— WHAT IS ASKED —
In the forum thread about a perfect Rally novice score, what score did Tori earn on her second try? Please answer in one sentence.

— EXTRACT PROVIDED —
# Rally Novice Score: 100!!



## EchoGSD (Mar 12, 2010)

I had my Rottie mix, Tori, entered in Rally (novice B) for the first time on Friday -- long day (we didn't get in the ring until 7:30pm!!), but it was worth the wait: Tori came out with a score of 100 out of 100! She brought home the second place ribbon (the Tervuen in the ring behind us ALSO scored 100, and their time was better so they took the first place). It was great fun -- we are headed back this morning for another try. Whoo Hoo!!


----------



## KZoppa (Aug 14, 2010)

congrats!!!!


----------



## Samba (Apr 23, 2001)

Nice!! congrats!


----------



## VomBlack (May 23, 2009)

That's great, congrats!


----------



## JakodaCD OA (May 14, 2000)

a huge CONGRATS!!!


----------



## Holmeshx2 (Apr 25, 2010)

wow impressive.... congrats


----------



## NancyJ (Jun 15, 2003)

congrats


----------



## mnm (Jan 9, 2006)

Congratulations!!! That's Awesome!!!!


----------



## King&Skylar (Jun 3, 2010)

Wow, congrats!


----------



## Castlemaid (Jun 29, 2006)

Congrats!!!! That is very impressive!


----------



## Jason L (Mar 20, 2009)

Congrats!!!


----------



## kess&ellie (Jan 14, 2008)

Brilliant!


----------



## Stosh (Jun 26, 2010)

Great job! All that work paid off, you must be really proud


----------



## EchoGSD (Mar 12, 2010)

Thanks, guys! We went back in this morning and earned another leg with a score of 97 -- very respectable! We'll try to finish up in Midland next month.


----------

— DATA PROVIDED —
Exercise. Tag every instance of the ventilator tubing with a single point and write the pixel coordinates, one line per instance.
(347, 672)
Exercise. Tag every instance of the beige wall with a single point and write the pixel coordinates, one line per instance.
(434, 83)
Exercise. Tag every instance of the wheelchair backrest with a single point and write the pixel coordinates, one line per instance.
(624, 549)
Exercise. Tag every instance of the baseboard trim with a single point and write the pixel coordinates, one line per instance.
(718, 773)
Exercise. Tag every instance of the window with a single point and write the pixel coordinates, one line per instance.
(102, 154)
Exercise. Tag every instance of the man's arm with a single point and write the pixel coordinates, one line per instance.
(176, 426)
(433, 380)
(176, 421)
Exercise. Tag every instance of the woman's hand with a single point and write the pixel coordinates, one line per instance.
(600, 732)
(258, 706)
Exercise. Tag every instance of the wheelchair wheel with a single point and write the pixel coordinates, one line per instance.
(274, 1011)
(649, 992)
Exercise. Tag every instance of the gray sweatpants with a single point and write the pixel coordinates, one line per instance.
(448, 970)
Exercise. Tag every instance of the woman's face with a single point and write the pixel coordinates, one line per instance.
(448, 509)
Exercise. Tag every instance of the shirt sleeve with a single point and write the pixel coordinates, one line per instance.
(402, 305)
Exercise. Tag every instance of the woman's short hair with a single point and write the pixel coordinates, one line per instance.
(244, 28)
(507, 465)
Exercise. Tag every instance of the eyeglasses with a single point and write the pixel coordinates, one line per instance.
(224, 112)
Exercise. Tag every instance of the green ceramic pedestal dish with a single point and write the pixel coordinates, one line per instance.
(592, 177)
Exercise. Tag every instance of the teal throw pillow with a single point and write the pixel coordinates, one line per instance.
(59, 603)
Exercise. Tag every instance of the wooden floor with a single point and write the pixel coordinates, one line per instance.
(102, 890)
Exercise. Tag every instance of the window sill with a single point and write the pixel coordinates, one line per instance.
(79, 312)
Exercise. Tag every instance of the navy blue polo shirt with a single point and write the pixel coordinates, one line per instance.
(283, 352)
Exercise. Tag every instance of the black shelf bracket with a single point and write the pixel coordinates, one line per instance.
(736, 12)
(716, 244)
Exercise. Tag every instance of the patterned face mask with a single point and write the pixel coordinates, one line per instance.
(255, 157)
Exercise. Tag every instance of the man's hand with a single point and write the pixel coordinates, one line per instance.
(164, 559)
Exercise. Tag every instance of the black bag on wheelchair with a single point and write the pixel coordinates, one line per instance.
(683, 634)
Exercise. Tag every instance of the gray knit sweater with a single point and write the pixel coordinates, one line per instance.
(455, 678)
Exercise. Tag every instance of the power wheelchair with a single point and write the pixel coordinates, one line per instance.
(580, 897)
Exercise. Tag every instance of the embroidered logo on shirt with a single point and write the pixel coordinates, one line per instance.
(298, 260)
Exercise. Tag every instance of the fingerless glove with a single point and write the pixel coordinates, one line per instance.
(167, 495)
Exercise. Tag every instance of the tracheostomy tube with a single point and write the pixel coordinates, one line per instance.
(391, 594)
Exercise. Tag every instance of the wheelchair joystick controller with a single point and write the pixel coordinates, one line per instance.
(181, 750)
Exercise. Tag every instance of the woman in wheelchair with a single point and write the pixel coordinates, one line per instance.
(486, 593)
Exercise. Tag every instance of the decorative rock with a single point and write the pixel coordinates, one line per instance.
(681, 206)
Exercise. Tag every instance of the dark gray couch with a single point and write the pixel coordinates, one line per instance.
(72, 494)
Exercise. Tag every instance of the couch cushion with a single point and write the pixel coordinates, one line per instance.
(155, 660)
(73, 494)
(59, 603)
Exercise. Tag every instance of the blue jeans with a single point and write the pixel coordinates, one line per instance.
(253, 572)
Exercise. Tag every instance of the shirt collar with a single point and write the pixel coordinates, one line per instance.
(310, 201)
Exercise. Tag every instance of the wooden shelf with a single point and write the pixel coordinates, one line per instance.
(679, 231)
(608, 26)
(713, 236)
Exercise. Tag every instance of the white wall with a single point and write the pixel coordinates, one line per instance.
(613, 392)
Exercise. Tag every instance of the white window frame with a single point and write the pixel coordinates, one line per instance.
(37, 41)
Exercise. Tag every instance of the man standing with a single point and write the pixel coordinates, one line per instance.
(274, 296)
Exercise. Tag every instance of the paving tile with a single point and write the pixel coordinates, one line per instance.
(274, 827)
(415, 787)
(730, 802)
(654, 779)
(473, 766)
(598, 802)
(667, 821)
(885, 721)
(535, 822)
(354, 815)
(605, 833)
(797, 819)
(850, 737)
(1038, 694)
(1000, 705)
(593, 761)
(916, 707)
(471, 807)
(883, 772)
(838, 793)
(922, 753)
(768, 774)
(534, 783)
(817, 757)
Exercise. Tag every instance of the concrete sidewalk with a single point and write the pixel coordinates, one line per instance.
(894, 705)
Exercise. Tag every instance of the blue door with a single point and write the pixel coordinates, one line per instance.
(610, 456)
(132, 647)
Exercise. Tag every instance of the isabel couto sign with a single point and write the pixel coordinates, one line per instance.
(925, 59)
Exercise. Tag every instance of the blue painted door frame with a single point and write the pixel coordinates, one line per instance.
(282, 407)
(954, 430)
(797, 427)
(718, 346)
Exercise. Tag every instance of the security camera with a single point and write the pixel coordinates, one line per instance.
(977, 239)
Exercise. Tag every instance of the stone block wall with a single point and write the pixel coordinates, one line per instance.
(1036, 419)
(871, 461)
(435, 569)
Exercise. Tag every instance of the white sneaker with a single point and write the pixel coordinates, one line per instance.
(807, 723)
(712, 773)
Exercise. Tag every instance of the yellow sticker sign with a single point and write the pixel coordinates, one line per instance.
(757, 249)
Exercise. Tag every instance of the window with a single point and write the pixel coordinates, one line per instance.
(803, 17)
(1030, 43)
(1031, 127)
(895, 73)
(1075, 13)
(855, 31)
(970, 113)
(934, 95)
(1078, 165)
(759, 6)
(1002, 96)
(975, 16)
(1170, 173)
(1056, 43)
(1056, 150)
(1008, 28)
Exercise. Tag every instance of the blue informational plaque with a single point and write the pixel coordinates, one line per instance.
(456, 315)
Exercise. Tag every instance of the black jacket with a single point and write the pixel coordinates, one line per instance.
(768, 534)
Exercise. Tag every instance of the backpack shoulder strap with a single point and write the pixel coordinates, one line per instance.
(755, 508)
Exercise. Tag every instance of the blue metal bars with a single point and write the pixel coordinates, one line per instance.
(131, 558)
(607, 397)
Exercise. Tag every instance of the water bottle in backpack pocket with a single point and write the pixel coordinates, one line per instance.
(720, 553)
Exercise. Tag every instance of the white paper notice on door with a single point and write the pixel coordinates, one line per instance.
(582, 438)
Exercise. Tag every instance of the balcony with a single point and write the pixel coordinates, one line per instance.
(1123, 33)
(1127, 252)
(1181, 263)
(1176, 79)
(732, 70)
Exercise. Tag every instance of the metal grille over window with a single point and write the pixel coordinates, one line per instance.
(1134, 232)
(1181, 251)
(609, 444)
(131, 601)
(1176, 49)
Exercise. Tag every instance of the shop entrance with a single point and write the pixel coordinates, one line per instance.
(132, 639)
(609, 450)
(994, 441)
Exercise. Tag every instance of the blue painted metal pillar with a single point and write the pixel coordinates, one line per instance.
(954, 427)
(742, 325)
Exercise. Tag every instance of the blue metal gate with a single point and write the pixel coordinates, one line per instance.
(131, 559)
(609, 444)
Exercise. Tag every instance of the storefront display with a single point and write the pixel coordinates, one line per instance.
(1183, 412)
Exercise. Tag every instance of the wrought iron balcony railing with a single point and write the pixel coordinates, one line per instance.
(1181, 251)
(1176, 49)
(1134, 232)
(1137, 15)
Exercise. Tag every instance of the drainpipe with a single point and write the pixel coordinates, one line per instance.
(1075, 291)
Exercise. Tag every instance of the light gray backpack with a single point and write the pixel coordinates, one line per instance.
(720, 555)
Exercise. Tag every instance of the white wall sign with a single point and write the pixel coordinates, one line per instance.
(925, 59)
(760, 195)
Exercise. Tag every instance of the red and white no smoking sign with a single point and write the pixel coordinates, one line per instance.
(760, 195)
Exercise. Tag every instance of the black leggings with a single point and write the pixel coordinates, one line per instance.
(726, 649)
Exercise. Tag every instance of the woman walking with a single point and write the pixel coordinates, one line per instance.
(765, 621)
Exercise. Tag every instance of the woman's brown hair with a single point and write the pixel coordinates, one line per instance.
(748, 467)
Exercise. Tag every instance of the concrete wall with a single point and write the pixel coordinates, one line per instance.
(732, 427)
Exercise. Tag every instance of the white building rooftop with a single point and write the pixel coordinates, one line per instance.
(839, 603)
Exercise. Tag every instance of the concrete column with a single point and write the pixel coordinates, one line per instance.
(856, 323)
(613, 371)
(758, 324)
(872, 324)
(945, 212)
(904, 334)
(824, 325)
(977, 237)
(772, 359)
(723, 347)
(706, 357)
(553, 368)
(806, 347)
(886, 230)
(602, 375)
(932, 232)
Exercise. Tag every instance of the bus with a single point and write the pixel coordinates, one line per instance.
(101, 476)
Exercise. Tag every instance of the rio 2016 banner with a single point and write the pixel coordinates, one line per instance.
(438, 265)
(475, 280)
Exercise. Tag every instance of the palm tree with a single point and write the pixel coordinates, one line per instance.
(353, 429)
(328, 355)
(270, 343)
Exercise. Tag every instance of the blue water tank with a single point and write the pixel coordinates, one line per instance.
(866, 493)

— SOLUTION —
Tori scored 97 on her second try and earned another leg.